• **Dataset rows**:
========
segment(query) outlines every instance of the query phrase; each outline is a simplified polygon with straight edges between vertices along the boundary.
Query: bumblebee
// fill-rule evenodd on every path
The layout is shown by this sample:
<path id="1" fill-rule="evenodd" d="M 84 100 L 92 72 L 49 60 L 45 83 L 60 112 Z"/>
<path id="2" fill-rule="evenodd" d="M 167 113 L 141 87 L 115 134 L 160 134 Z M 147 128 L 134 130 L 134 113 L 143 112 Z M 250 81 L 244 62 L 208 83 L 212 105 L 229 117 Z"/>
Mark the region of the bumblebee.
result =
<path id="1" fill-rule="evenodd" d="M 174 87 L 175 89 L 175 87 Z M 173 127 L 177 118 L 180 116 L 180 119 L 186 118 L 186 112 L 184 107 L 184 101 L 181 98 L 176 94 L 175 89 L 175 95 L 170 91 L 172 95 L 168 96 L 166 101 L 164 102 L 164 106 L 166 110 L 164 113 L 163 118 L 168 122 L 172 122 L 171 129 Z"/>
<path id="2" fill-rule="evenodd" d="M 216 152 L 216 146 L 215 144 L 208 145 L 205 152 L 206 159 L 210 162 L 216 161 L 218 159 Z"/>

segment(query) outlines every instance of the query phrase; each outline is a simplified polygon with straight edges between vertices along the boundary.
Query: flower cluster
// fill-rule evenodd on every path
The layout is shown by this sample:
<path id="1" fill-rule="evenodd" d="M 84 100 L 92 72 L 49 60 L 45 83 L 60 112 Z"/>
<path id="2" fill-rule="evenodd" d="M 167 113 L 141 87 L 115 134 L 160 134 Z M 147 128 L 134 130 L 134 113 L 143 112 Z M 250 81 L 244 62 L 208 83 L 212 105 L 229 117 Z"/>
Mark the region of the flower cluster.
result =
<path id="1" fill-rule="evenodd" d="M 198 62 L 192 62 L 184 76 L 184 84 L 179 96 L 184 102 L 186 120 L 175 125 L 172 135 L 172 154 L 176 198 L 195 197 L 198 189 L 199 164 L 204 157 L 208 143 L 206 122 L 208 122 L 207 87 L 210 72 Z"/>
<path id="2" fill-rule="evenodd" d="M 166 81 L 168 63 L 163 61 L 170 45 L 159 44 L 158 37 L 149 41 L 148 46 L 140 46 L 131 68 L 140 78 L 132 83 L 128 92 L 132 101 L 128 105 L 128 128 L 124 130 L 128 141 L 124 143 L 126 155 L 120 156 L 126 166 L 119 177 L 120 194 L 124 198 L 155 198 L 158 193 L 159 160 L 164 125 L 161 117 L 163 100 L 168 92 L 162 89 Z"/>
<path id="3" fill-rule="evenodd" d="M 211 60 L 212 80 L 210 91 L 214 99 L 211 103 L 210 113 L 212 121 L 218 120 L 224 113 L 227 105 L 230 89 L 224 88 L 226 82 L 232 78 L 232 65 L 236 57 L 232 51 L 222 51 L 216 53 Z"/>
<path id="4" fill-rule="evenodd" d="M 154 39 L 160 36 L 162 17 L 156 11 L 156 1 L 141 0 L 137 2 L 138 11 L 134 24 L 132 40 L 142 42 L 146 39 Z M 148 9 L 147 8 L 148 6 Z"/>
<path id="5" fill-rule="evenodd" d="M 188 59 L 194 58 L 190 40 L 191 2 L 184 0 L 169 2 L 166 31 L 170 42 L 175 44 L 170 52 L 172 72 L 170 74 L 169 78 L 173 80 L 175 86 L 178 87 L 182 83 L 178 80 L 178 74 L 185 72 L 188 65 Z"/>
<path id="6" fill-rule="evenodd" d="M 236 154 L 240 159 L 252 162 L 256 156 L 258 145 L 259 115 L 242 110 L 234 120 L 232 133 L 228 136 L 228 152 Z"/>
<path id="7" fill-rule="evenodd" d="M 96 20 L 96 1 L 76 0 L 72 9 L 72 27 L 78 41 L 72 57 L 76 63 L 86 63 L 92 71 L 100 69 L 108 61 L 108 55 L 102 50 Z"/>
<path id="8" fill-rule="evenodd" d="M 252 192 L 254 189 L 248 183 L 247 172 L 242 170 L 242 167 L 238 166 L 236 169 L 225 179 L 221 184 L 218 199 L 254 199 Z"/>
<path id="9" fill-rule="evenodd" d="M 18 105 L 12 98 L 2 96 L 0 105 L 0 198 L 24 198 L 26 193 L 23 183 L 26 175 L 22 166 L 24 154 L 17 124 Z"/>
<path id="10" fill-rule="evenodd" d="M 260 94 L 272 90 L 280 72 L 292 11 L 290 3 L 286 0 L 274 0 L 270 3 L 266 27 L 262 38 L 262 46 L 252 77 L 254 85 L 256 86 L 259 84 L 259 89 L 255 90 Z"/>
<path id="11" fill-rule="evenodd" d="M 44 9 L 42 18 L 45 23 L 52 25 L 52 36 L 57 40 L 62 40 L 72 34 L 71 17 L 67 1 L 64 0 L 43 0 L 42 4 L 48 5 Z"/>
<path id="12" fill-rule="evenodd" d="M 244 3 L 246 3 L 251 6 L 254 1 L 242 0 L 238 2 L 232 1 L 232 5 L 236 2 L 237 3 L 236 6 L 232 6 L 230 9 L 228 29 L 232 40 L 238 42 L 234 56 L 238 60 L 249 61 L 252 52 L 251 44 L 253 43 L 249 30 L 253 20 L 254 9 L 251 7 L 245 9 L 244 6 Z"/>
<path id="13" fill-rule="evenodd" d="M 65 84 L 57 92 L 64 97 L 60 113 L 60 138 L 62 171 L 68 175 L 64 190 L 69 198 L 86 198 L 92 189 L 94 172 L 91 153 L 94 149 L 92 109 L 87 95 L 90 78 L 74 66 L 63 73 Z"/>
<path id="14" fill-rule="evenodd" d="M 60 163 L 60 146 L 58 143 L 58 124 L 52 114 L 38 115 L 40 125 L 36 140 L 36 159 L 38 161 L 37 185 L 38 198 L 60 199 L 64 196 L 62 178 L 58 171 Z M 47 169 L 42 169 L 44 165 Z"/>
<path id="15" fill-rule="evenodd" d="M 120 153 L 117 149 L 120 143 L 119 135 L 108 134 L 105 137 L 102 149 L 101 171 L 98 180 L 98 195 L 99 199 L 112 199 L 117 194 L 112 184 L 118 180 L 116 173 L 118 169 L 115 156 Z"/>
========
• **SHORT EXERCISE**: Express the records as a Markdown table with the columns No. and Line, starting at the first line and ending at the line containing "216 152 L 216", with both ends included and blank lines left out. Give only those lines.

• **SOLUTION FOR THIS EXERCISE**:
| No. | Line |
|---|---|
| 1 | segment(query) outlines every instance of the query phrase; each outline is a simplified polygon with straight edges between vertices along the boundary. |
| 2 | Query: bumblebee |
| 3 | // fill-rule evenodd on every path |
| 4 | The layout is shown by this sample: |
| 5 | <path id="1" fill-rule="evenodd" d="M 84 100 L 92 72 L 49 60 L 45 83 L 60 112 Z"/> |
| 6 | <path id="2" fill-rule="evenodd" d="M 167 113 L 141 87 L 115 134 L 160 134 Z M 147 128 L 134 130 L 134 113 L 143 112 Z M 250 81 L 244 62 L 208 83 L 212 105 L 229 117 Z"/> |
| 7 | Mark the region of the bumblebee. |
| 8 | result = |
| 9 | <path id="1" fill-rule="evenodd" d="M 174 87 L 175 89 L 175 87 Z M 173 127 L 177 118 L 180 116 L 180 119 L 186 118 L 186 112 L 184 107 L 184 101 L 181 98 L 176 94 L 175 89 L 175 95 L 170 91 L 172 95 L 168 96 L 166 101 L 164 102 L 164 106 L 166 110 L 164 113 L 163 118 L 168 122 L 172 122 L 171 129 Z"/> |
| 10 | <path id="2" fill-rule="evenodd" d="M 216 152 L 216 146 L 215 144 L 208 145 L 205 152 L 206 159 L 210 162 L 216 161 L 218 159 Z"/> |